● TEXT PASSAGE:

>>>

Some leadership traits, like energy, enthusiasm, and the ability to inspire others, come naturally to people in executive positions. Other leadership skills are learned on the job, often through trial and error by executives working in their particular industry.
Healthcare is one of the most rapidly changing industries; healthcare reform is driving changes in care delivery and business models. If you are tasked with leading a healthcare team in this climate of transition, here are five tips to make you a more effective leader.
Recognize Talent and Know How to Keep It
Image via Flickr by International Information Program (IIP)
Navigating the changes in the healthcare system requires innovative thinking and courage in the face of risk. It requires a team that doesn’t shrink from challenges and shares your drive to get things done—not only at the C-suite level, but throughout the organization. A forward-thinking healthcare administrator makes recruiting and retaining the most talented people a priority at every level.
Understand That Change Equals Opportunity
The healthcare administrator who views change as an obstacle is holding his or her organization back. As healthcare reform moves forward, change happens fast and knowing how to implement new methods is imperative. Healthcare leadership needs agile thinking to guide changes into opportunities to refocus the company’s overall vision.
Realize That Healthcare Is a Business
For healthcare providers, medicine is a calling. That’s a noble and necessary view for those who provide care. But at its core, a hospital is a business, and its mission is serving the needs of its customers in the most cost-effective way. Today’s leaders need a healthcare administration degree thoroughly grounded in sound business practice and theory in order to succeed.

<<<

● INFORMATION:
>>>

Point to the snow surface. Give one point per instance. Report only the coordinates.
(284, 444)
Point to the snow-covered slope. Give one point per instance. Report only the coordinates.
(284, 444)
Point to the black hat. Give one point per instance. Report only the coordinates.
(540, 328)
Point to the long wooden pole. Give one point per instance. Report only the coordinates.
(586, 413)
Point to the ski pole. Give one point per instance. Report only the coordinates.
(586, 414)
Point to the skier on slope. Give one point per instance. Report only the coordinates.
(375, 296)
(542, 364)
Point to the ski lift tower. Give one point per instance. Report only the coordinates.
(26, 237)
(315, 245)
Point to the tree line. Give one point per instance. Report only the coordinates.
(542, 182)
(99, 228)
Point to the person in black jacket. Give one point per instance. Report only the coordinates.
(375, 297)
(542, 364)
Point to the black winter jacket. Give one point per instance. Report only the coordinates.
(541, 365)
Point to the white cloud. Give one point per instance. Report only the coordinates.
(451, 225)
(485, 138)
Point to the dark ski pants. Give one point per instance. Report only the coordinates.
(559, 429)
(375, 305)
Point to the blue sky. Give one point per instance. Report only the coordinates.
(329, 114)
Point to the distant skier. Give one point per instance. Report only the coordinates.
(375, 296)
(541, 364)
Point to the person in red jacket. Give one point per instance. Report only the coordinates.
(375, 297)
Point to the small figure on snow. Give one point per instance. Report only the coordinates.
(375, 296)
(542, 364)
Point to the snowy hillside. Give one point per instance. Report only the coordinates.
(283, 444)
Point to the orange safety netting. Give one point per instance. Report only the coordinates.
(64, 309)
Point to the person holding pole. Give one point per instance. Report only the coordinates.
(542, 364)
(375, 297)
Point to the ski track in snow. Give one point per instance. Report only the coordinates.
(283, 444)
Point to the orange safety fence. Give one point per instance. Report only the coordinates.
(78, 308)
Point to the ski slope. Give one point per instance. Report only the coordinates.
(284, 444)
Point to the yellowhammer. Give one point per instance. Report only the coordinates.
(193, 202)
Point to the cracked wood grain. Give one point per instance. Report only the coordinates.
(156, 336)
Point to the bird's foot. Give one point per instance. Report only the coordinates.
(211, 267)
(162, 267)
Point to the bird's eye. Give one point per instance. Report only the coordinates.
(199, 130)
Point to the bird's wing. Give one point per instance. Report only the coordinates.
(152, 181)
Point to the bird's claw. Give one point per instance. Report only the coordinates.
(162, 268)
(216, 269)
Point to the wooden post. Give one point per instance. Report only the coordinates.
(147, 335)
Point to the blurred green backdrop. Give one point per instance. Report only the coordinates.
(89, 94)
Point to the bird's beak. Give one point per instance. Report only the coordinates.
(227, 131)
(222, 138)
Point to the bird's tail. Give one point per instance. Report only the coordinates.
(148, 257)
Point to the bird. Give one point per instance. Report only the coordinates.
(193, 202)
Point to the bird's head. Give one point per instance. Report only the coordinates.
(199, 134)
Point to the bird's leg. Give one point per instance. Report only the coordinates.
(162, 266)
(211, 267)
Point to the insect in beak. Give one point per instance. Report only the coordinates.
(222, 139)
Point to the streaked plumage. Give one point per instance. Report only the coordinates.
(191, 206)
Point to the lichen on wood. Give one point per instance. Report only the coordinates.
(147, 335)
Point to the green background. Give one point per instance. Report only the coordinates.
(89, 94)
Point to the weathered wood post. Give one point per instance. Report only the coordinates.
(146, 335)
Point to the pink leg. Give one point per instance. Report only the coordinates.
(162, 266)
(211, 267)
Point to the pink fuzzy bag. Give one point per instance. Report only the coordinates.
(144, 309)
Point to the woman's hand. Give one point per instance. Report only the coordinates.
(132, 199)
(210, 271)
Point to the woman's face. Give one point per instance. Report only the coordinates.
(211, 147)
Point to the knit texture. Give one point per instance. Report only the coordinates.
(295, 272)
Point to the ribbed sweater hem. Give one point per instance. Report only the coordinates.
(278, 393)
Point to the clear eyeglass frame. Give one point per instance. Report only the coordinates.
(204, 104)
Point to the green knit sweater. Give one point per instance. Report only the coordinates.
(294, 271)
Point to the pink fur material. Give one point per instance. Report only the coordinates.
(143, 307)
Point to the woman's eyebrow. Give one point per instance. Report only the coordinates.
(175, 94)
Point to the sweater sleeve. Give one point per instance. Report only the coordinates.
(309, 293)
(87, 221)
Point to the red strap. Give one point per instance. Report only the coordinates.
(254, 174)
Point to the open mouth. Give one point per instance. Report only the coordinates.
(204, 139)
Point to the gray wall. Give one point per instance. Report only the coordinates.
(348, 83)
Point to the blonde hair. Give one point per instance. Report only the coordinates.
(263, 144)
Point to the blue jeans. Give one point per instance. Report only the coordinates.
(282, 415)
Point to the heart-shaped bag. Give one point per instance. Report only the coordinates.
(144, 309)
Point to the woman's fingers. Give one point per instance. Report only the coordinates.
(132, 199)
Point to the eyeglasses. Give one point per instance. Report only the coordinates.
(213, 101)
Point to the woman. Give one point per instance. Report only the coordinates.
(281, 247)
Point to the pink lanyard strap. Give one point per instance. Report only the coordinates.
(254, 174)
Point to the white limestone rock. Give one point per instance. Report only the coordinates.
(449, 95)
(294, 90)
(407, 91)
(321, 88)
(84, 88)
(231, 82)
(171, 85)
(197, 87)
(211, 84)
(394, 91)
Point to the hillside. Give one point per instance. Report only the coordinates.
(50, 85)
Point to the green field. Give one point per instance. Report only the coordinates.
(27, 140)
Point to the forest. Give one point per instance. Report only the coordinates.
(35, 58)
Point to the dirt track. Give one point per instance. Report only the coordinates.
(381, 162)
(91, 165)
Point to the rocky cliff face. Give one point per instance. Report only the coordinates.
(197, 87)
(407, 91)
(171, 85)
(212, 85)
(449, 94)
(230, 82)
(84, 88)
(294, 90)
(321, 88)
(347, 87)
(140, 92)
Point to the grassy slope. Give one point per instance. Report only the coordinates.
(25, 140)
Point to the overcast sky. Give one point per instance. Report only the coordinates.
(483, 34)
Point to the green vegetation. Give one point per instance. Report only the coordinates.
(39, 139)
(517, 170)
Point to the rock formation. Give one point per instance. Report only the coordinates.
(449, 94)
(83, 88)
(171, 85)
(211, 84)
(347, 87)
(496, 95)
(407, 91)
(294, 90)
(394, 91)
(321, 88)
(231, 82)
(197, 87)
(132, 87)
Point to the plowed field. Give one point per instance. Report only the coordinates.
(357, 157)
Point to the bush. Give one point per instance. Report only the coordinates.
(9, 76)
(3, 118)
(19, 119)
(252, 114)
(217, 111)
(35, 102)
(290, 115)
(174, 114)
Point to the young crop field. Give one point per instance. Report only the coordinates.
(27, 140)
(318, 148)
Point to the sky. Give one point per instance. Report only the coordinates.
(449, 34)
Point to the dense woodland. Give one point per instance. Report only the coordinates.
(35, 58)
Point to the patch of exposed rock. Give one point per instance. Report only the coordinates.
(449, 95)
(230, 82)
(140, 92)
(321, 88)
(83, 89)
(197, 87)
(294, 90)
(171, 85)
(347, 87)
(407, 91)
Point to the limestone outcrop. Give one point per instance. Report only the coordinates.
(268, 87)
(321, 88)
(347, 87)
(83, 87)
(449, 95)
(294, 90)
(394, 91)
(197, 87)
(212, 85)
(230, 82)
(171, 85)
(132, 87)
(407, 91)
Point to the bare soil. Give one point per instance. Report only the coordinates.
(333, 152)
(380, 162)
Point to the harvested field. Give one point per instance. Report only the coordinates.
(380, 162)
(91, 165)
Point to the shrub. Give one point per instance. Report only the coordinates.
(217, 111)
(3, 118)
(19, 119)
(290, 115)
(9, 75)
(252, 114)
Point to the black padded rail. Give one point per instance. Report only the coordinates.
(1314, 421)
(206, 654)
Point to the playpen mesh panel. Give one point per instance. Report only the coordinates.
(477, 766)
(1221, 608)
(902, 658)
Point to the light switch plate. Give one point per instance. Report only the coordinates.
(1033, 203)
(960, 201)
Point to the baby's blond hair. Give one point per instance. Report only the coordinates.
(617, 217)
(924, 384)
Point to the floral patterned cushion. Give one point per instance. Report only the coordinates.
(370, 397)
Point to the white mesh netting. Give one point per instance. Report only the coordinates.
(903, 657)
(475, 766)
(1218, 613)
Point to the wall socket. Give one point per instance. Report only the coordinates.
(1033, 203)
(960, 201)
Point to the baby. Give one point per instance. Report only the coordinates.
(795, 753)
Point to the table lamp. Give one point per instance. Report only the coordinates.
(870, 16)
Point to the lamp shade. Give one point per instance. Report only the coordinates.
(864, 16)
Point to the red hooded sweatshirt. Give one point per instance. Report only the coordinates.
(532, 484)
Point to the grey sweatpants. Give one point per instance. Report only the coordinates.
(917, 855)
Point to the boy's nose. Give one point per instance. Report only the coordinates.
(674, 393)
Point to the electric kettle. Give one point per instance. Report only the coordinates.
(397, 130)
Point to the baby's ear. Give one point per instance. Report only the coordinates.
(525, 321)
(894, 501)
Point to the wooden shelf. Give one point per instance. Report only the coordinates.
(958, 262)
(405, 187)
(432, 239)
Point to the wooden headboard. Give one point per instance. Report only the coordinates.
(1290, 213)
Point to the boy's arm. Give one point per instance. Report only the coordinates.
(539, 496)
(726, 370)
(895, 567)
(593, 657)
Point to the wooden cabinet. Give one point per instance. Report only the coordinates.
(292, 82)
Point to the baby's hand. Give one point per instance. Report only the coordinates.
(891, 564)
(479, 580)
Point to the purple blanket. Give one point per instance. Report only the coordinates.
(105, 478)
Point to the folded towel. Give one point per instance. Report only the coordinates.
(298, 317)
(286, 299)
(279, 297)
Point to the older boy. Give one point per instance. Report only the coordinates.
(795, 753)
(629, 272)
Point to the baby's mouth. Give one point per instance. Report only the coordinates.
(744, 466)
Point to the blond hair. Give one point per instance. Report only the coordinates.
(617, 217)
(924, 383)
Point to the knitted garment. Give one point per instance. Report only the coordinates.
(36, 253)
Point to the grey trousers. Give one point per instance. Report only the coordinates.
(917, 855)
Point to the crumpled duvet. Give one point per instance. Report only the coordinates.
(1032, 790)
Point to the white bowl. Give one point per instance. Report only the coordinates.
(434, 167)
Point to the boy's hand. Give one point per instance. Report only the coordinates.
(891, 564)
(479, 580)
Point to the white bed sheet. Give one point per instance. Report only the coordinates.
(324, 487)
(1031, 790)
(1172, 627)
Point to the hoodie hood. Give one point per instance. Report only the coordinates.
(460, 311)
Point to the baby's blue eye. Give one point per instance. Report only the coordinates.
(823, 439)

<<<

● ASSIGNMENT 1:
Answer these questions using the healthcare leadership text:
(a) Which leadership traits does it say come naturally to people in executive positions?
(b) What does it say is driving changes in care delivery and business models?
(c) What does it say a hospital is at its core?
● ASSIGNMENT 2: Extend the healthcare leadership text, starting after its final sentence.

● EXERCISE ANSWER 1:
(a) Energy, enthusiasm, and the ability to inspire others.
(b) Healthcare reform.
(c) A business, whose mission is serving the needs of its customers in the most cost-effective way.

● EXERCISE ANSWER 2:
Prioritize Excellent Customer Service
Today’s healthcare metrics focus on successful patient outcomes instead of the care and procedures provided. Hospitals must recognize that patients are customers and focus on service. In order to succeed, hospitals need to find new ways to provide the care and services their patients want in a financially responsible way. This means spending more time talking and listening to both patients and staff. As Peter Drucker, the management guru, said, “Management is doing things right; leadership is doing the right things.”
Communicate a Vision
The best leaders have a clear idea of what success looks like over various periods of time—and they communicate this vision to others in the organization. Effective healthcare administrators have short-term (30, 60, and 90 day) goals as well as long-term (one, three, and five-year) goals. They create plans to achieve them and have the necessary skills to implement them. They use metrics to evaluate progress and know when to adapt or improvise. They also own their vision and accept responsibility for its failure or success.
Piloting a healthcare organization through a sea of change requires strong leadership skills and a willingness to embrace innovative solutions. It requires reorienting your focus toward a business and customer-centric model. If you are considering a career in healthcare leadership, an MBA in healthcare administration is an excellent place to start.